Work to be completed: In the records below, quote word for word the part that opens with the line containing "Q: Point to the man's fingers" and runs through the end of the records.

Records shown:
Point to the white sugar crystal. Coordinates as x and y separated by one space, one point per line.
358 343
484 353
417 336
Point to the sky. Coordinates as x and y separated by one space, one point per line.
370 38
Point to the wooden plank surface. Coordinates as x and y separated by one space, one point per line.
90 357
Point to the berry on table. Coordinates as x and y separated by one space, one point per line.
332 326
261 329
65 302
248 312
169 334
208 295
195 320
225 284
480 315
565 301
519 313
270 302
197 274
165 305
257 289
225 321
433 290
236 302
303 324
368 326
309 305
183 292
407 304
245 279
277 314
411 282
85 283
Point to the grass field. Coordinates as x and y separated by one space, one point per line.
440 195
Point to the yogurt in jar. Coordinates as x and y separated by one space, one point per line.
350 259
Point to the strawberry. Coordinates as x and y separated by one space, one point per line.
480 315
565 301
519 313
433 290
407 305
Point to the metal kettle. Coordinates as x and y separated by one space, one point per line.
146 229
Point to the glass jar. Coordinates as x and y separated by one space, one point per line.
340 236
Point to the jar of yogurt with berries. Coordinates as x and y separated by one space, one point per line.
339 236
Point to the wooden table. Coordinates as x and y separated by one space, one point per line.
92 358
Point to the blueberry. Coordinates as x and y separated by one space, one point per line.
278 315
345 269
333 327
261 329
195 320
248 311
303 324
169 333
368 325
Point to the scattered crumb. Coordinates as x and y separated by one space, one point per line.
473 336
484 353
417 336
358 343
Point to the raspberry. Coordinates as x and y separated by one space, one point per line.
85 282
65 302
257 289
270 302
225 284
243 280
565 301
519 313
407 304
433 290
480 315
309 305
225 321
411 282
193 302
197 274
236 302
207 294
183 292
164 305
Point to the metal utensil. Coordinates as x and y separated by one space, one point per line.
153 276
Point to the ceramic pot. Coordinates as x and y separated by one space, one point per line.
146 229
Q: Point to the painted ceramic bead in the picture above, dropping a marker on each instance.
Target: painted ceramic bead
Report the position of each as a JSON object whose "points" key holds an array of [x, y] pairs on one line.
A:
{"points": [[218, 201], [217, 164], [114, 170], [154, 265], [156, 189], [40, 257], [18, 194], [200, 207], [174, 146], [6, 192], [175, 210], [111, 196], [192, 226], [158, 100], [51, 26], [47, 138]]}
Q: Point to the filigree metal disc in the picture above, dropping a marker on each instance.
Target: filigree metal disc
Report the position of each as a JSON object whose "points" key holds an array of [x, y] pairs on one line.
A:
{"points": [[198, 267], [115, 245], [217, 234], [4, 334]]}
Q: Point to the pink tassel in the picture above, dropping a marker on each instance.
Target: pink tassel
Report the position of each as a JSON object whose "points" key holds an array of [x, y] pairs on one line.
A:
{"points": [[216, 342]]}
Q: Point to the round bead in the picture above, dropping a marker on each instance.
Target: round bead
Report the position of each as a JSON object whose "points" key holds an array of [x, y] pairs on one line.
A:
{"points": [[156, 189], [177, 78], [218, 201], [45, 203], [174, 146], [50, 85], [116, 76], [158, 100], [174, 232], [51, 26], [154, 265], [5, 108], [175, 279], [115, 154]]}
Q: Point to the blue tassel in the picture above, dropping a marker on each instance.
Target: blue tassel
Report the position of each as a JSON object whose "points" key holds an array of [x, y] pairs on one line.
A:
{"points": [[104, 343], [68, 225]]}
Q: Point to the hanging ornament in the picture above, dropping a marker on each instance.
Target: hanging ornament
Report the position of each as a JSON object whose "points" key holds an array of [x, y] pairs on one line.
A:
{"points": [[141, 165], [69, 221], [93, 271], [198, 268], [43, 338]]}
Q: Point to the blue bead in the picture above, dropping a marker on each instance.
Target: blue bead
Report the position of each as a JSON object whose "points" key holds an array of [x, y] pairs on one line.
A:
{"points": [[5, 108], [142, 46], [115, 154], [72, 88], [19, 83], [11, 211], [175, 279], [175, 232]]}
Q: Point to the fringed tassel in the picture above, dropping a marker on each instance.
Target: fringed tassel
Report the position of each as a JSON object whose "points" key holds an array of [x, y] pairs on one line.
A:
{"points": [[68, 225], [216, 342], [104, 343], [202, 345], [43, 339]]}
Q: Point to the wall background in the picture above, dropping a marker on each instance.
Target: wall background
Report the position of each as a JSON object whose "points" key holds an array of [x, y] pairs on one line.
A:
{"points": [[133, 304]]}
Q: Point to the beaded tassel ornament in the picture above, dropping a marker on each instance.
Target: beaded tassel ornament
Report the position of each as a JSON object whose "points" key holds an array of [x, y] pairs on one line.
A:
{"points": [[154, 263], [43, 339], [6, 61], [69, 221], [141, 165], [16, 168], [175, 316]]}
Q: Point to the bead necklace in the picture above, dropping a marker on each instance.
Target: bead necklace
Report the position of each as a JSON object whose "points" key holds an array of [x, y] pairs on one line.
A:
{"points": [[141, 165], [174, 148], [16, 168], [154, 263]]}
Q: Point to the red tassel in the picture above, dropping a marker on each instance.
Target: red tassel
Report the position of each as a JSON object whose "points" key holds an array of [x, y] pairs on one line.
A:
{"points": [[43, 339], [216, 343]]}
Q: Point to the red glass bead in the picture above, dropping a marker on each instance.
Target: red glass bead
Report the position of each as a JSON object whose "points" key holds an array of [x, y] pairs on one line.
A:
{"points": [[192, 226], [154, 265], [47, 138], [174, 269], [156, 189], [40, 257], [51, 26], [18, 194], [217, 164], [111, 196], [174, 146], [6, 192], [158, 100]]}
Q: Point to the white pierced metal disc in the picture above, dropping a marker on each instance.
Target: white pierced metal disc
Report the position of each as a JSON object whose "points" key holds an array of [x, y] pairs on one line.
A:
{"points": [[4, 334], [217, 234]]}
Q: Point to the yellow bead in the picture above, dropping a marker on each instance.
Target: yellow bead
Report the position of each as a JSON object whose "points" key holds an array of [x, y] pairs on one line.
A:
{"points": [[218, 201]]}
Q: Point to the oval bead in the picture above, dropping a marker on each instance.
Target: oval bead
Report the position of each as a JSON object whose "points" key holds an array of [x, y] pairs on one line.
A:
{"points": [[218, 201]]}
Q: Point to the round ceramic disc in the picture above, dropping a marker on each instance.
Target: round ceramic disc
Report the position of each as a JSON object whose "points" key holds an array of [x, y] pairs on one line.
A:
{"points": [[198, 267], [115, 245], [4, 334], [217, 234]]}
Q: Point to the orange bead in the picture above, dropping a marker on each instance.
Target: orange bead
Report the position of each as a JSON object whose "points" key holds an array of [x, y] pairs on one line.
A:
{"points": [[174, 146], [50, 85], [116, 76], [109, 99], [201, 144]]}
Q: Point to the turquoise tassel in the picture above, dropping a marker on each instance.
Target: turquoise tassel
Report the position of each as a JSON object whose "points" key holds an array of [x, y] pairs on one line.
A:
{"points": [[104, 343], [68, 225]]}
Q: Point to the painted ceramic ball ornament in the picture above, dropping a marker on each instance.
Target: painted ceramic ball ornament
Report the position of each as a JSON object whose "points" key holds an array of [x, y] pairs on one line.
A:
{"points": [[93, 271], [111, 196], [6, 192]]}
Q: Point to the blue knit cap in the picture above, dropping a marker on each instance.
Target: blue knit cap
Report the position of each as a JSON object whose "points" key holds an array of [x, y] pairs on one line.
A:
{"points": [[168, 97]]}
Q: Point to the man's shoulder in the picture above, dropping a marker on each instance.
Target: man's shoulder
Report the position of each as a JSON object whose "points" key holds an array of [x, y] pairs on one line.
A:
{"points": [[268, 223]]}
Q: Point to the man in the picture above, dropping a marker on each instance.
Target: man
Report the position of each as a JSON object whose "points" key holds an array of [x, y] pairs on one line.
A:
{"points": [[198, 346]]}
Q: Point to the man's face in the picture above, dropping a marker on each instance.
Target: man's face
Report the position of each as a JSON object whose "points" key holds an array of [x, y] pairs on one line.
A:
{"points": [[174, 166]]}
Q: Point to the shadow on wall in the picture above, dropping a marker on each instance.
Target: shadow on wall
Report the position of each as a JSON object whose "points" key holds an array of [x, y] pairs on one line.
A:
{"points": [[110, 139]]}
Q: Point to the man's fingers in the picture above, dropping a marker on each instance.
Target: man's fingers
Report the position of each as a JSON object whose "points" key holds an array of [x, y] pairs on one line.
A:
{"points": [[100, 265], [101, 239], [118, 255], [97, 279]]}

Answer to the exercise:
Q: Point to the man's fingers in the picture above, dropping a marker on each instance.
Target: man's fingers
Report the position of each as a JSON object whose "points" key holds an array of [x, y] pairs on one line.
A:
{"points": [[100, 265], [101, 239], [118, 255], [97, 279]]}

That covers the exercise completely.